▶ [WRITTEN TASK]
Put the lines below into a Markdown table with the columns Row and Text, numbering each row. Cover everything from the start of the records to the line with "<point>706,541</point>", both included, leaving out blank lines and the pictures.

▶ [PROVIDED INFORMATION]

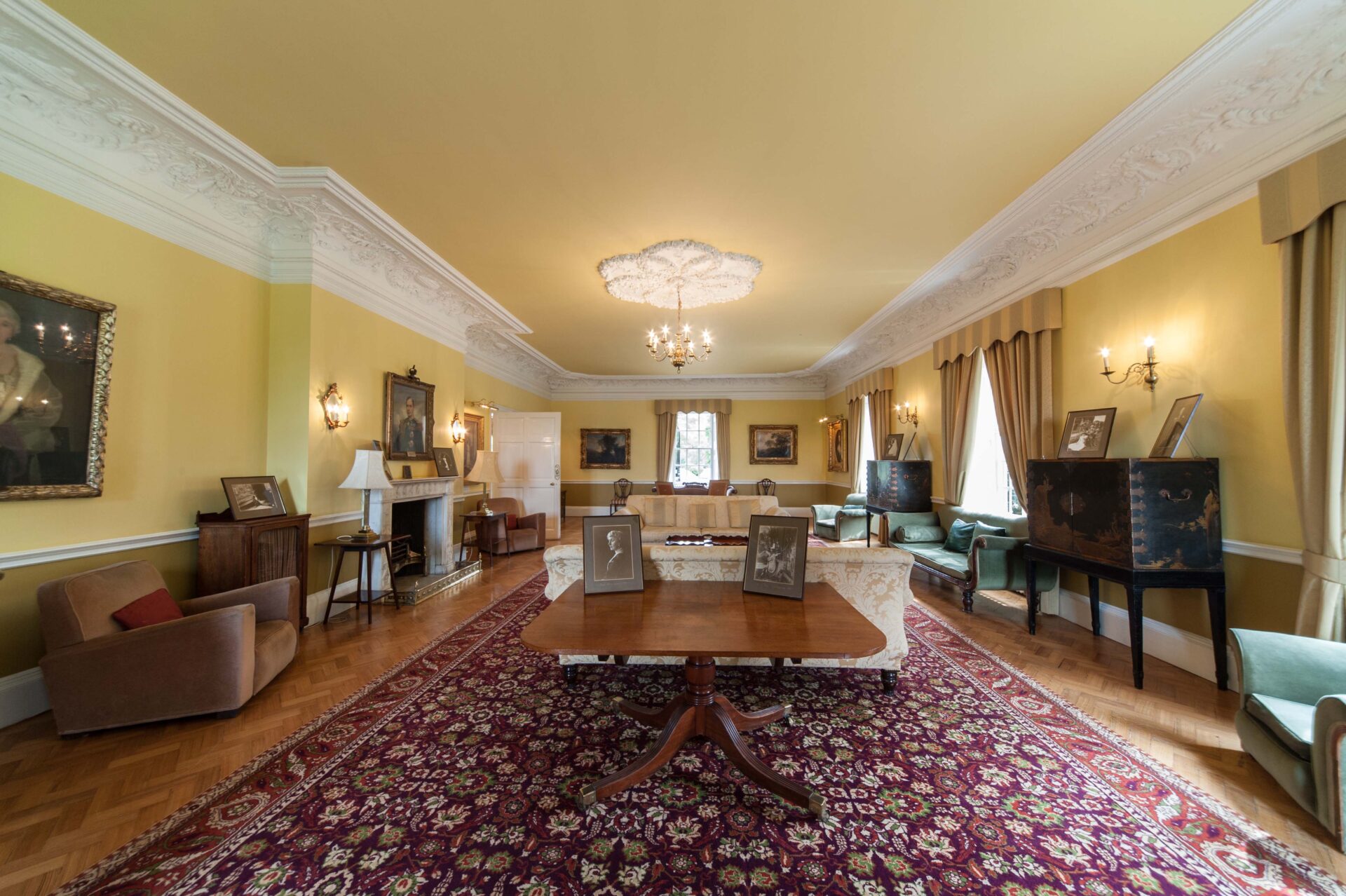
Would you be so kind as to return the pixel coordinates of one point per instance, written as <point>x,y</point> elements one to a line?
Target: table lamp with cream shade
<point>367,474</point>
<point>487,471</point>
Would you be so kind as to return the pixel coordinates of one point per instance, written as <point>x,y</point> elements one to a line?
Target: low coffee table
<point>703,620</point>
<point>706,541</point>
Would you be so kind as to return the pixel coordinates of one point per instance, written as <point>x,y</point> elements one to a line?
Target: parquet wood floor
<point>67,803</point>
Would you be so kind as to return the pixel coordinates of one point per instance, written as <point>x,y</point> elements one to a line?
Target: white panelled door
<point>529,448</point>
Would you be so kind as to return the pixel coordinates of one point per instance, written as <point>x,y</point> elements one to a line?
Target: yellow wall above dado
<point>639,416</point>
<point>189,370</point>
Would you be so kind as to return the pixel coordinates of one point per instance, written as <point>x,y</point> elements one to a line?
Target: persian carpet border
<point>995,676</point>
<point>115,862</point>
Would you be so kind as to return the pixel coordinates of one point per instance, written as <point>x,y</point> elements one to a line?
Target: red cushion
<point>151,610</point>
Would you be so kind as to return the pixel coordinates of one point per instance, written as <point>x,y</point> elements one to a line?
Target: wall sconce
<point>1144,367</point>
<point>336,411</point>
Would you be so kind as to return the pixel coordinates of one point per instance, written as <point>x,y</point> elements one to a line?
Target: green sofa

▶ [OUTPUT BELOW]
| Row | Text |
|---|---|
| 1 | Would you be so kind as to return the pixel coordinates of one point per instance, written as <point>x,y</point> elements one to a line? |
| 2 | Target: table lamp with cream shade |
| 3 | <point>367,474</point> |
| 4 | <point>487,471</point> |
| 5 | Would you be so kind as to return the pixel coordinates of one point per instance, written as <point>x,y</point> elements one to a line? |
| 6 | Target: low coffee table |
| 7 | <point>703,620</point> |
| 8 | <point>706,541</point> |